[Stored records]
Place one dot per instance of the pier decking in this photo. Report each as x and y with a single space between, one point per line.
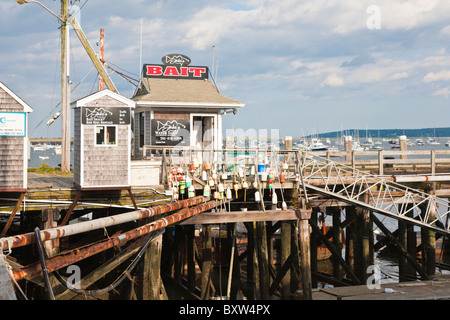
310 186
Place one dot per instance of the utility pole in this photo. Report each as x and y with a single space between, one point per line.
65 92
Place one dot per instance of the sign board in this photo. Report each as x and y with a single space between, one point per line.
13 124
105 115
171 132
175 72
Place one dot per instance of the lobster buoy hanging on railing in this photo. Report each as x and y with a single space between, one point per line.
206 191
191 190
229 194
274 198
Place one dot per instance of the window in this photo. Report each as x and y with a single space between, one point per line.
105 135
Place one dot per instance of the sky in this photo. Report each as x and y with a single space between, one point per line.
300 67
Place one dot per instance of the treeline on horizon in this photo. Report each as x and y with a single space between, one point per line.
387 133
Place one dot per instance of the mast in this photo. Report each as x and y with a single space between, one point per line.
101 83
65 93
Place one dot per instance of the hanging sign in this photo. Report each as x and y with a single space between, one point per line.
176 66
105 115
13 124
170 132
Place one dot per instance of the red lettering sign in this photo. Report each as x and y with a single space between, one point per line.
175 72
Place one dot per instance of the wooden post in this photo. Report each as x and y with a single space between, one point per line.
407 238
348 144
305 254
380 163
403 146
263 259
285 253
207 262
314 247
429 238
190 229
350 238
153 288
337 240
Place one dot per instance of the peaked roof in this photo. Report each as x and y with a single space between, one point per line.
181 92
100 94
26 107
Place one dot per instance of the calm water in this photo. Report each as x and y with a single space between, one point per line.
388 264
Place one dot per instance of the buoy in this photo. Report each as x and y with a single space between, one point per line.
229 194
206 191
236 188
188 182
263 177
191 191
274 198
182 187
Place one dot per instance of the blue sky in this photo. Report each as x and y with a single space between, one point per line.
299 66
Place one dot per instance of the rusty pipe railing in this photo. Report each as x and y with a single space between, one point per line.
21 240
65 259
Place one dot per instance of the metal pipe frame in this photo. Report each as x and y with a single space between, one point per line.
67 258
386 197
21 240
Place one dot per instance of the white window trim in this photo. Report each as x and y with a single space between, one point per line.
106 145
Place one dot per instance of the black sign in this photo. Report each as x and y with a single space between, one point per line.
175 72
176 59
170 132
105 115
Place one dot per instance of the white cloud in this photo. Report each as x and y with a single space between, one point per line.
442 92
439 76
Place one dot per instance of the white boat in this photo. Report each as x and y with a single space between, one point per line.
317 145
433 141
38 147
420 142
333 149
356 146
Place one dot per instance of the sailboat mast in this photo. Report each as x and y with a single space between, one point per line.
65 93
101 83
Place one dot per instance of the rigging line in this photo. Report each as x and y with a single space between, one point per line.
120 73
59 103
123 69
127 78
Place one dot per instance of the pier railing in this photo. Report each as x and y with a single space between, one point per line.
380 162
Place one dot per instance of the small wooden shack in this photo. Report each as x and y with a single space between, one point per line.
177 105
13 141
102 141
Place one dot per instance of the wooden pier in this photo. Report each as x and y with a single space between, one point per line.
266 246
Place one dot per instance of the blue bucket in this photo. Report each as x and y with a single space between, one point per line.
262 168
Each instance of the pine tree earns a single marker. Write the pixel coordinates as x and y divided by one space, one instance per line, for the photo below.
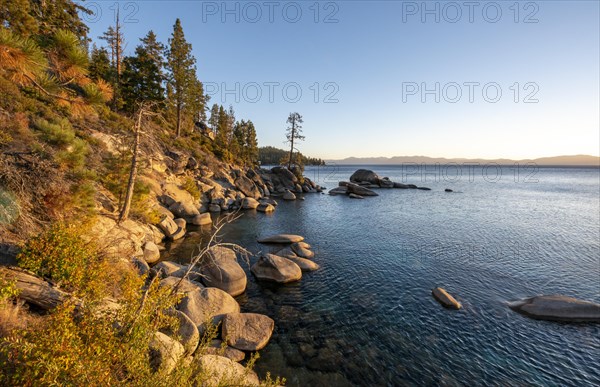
213 121
54 15
99 64
251 145
182 72
143 74
224 135
293 133
17 16
115 39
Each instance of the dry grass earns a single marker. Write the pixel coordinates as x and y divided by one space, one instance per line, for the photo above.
16 316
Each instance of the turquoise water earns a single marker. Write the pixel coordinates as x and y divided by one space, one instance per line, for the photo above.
367 316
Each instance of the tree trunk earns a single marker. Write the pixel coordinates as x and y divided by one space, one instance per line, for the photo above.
133 171
178 119
292 143
35 290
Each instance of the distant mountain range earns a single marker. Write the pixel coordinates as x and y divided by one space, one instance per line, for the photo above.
574 160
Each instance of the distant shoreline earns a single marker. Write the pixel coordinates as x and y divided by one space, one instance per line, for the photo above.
555 161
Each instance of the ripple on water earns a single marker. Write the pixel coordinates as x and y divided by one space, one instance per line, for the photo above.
367 317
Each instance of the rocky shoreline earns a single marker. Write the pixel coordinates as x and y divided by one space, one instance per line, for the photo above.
208 286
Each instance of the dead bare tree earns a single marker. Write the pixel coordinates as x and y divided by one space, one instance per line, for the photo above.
214 241
144 110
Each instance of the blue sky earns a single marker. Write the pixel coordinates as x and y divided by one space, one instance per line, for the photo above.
370 72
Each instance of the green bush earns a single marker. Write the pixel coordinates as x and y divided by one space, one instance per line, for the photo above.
8 289
60 255
60 134
75 155
190 185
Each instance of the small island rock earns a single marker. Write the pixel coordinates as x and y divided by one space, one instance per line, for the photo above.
558 308
445 299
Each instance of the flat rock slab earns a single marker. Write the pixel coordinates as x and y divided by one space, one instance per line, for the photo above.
221 270
282 238
303 263
216 347
221 371
301 251
445 299
247 331
277 269
558 308
207 304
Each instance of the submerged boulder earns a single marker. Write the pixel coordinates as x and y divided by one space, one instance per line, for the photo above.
249 203
217 347
365 175
221 371
301 250
288 195
444 298
338 191
304 264
558 308
247 187
282 238
356 189
277 269
207 304
202 219
265 207
151 252
220 269
247 331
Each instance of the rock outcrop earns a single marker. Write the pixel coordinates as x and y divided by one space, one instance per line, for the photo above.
207 304
165 352
217 347
277 269
221 270
221 371
444 298
282 238
303 263
558 308
247 331
364 175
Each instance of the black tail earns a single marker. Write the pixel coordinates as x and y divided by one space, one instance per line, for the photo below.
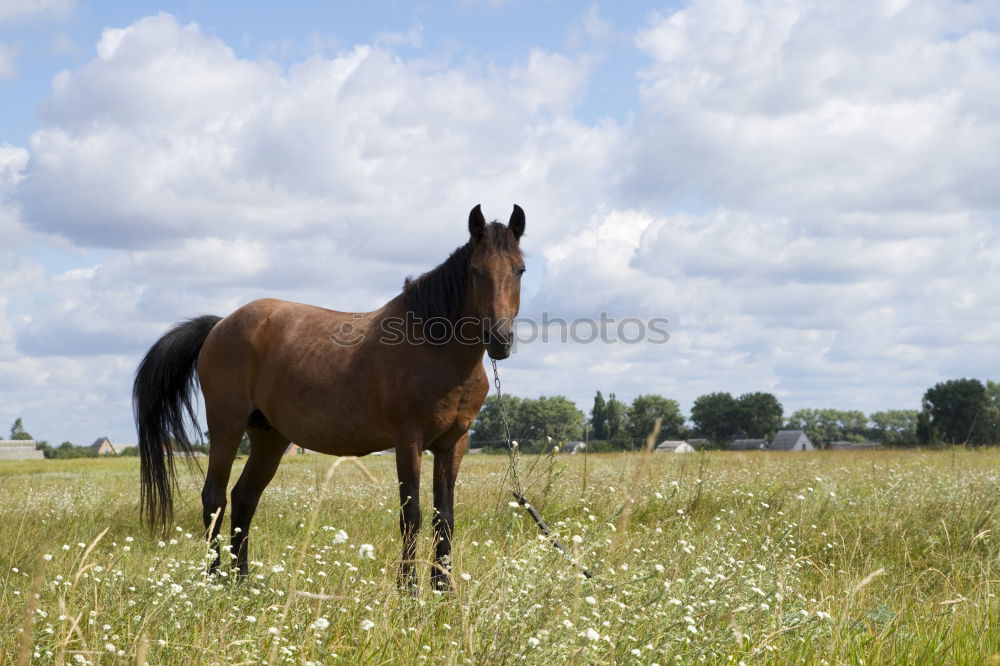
162 400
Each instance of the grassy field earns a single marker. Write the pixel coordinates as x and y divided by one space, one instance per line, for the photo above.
828 558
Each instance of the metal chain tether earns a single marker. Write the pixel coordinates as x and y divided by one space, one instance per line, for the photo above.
511 447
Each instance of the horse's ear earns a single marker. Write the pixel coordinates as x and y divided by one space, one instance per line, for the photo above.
516 223
477 223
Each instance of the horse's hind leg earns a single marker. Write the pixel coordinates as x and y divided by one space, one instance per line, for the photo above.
408 468
225 435
447 458
267 445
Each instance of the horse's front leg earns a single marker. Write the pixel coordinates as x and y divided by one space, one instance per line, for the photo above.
446 463
408 468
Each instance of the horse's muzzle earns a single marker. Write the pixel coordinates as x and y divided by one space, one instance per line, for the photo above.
498 343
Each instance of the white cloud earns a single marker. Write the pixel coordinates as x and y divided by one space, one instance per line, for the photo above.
805 192
13 10
168 135
820 110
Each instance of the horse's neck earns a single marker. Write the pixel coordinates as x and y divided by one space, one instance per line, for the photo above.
463 357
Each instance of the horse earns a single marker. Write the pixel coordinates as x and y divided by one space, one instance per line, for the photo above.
407 376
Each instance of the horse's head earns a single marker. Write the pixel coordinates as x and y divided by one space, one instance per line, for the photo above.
494 287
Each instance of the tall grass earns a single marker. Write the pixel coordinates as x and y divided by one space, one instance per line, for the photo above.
836 557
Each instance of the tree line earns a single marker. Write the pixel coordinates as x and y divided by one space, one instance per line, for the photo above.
958 411
952 412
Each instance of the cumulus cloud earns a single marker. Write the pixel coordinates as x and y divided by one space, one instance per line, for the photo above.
820 110
13 10
168 135
803 192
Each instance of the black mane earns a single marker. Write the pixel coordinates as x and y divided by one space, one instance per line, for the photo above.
439 291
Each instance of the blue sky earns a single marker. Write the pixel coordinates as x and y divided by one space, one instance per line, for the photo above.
800 187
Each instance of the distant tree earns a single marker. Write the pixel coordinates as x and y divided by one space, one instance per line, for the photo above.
760 415
823 426
17 430
531 420
550 416
617 413
644 411
925 434
990 418
955 409
599 417
718 417
895 427
70 450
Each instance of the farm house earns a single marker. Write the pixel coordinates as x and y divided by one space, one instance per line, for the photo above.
791 440
19 449
102 446
674 446
748 445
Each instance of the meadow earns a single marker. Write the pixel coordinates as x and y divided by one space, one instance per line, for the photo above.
875 557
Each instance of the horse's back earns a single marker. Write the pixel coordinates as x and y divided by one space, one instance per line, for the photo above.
290 361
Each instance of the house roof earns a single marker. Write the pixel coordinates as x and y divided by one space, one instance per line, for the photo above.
785 439
99 442
748 444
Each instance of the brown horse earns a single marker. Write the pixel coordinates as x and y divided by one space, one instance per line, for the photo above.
408 375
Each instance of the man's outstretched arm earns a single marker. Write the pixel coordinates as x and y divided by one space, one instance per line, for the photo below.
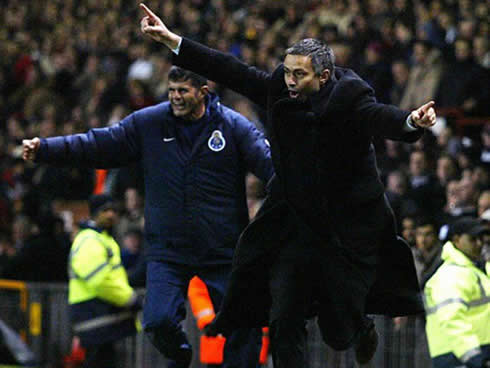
215 65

Your instructions
The exact lines from the one containing "Each instance of the man's" through the end of the data are to be copied, with both ends kept and pictures left out.

Output
Each instance of the man's outstretched arm earns a single marker. Write the pixel coordinates as x and y divided by one space, one instance per line, for the photo below.
215 65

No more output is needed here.